Pick out and copy every line below that contains the string "reflection".
[Start of LISTED ENTRIES]
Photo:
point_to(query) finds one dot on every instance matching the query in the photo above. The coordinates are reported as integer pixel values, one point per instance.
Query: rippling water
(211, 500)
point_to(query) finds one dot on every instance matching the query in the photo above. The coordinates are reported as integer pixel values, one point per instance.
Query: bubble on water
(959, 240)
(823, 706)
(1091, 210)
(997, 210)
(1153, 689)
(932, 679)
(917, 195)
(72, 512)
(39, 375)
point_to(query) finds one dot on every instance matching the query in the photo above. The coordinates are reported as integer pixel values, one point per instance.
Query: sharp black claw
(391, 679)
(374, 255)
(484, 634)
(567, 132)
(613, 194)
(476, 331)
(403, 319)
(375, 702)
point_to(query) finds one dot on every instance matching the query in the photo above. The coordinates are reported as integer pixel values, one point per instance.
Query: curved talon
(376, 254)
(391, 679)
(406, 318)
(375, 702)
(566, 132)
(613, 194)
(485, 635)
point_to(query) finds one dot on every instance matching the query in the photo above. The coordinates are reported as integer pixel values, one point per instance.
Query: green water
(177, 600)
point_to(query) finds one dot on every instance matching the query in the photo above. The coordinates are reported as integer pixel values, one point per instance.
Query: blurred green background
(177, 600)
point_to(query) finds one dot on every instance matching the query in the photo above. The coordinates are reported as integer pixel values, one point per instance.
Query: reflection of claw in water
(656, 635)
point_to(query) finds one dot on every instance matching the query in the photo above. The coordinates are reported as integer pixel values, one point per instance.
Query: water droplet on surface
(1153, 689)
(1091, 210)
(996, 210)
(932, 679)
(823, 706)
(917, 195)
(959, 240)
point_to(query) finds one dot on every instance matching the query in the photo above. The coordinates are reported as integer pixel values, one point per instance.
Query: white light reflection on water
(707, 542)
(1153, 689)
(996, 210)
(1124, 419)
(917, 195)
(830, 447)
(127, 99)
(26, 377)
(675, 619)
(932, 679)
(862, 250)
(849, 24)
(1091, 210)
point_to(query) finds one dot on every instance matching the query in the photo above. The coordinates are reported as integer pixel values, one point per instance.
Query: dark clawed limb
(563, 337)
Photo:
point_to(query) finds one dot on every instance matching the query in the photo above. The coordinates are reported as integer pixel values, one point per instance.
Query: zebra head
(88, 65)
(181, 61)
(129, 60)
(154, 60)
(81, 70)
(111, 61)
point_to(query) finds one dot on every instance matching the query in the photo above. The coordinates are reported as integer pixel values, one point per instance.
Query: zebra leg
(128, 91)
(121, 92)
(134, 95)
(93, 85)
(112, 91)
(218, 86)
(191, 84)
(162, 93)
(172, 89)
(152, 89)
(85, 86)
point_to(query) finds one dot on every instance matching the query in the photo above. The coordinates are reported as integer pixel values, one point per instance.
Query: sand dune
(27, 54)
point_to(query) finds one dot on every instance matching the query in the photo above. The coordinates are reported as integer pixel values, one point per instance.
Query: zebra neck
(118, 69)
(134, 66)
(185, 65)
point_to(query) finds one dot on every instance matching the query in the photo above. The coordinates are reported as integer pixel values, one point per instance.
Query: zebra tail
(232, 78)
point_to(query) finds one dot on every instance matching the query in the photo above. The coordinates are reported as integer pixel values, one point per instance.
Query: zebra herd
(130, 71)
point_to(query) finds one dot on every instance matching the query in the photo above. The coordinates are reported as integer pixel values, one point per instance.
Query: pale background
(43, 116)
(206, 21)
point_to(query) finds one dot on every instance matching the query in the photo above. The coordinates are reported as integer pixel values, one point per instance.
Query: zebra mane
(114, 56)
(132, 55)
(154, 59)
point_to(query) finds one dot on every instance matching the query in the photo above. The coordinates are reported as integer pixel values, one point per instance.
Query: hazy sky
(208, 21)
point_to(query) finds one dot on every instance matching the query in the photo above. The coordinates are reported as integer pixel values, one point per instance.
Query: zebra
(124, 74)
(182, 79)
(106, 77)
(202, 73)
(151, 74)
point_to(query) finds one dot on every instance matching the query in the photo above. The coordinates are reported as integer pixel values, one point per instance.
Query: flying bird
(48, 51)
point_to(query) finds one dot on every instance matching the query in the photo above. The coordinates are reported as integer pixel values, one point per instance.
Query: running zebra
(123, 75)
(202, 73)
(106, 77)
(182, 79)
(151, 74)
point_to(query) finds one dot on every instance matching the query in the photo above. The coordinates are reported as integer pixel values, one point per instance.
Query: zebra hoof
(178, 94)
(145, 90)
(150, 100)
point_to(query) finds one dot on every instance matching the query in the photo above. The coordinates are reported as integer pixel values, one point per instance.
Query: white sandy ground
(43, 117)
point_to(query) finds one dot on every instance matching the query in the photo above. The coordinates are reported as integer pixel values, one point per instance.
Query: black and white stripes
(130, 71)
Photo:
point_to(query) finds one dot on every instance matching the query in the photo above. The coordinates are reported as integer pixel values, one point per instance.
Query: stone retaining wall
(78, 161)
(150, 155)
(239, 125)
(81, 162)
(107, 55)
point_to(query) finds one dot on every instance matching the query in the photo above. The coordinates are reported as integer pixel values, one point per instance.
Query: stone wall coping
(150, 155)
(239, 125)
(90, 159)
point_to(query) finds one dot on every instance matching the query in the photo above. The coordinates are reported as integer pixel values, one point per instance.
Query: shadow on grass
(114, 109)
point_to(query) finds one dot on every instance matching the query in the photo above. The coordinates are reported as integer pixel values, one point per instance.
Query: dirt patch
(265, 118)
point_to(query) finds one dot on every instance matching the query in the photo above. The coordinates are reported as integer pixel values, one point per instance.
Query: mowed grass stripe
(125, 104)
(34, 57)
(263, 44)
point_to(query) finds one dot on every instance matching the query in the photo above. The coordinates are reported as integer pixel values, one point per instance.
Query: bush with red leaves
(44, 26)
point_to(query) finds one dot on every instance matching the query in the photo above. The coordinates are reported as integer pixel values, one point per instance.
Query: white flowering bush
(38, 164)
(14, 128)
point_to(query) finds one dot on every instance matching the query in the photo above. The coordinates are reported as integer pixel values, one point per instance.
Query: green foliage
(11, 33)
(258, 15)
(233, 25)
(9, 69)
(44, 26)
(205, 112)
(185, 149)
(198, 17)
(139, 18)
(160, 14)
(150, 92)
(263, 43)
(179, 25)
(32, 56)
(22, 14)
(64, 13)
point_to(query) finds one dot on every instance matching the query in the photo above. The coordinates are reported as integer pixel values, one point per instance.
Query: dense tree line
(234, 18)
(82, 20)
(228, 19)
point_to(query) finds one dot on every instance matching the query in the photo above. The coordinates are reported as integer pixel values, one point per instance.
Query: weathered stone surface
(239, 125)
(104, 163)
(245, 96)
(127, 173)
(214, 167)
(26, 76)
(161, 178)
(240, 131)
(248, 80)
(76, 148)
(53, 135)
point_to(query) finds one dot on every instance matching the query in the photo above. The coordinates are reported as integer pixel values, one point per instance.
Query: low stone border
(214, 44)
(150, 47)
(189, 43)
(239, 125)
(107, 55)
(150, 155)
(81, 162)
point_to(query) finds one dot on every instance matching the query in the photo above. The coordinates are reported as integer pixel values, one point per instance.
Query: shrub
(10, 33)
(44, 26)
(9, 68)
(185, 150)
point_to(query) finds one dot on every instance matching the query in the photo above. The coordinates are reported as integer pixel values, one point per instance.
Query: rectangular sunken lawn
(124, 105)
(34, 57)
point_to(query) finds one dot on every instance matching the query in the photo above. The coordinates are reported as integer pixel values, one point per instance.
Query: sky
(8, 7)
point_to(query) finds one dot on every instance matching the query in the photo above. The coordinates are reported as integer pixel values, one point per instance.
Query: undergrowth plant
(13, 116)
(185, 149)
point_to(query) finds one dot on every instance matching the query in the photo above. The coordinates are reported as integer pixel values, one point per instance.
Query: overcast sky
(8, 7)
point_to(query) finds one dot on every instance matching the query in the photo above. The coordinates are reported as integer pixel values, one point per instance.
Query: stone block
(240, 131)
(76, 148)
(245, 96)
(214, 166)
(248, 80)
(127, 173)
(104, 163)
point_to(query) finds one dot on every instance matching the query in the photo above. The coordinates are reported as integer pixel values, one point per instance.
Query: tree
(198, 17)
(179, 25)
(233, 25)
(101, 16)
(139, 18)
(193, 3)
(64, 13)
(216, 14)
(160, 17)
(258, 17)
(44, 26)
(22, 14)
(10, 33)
[End of LISTED ENTRIES]
» **SOLUTION TO THE EXERCISE**:
Query: reflection of claw in water
Query: white light reflection on water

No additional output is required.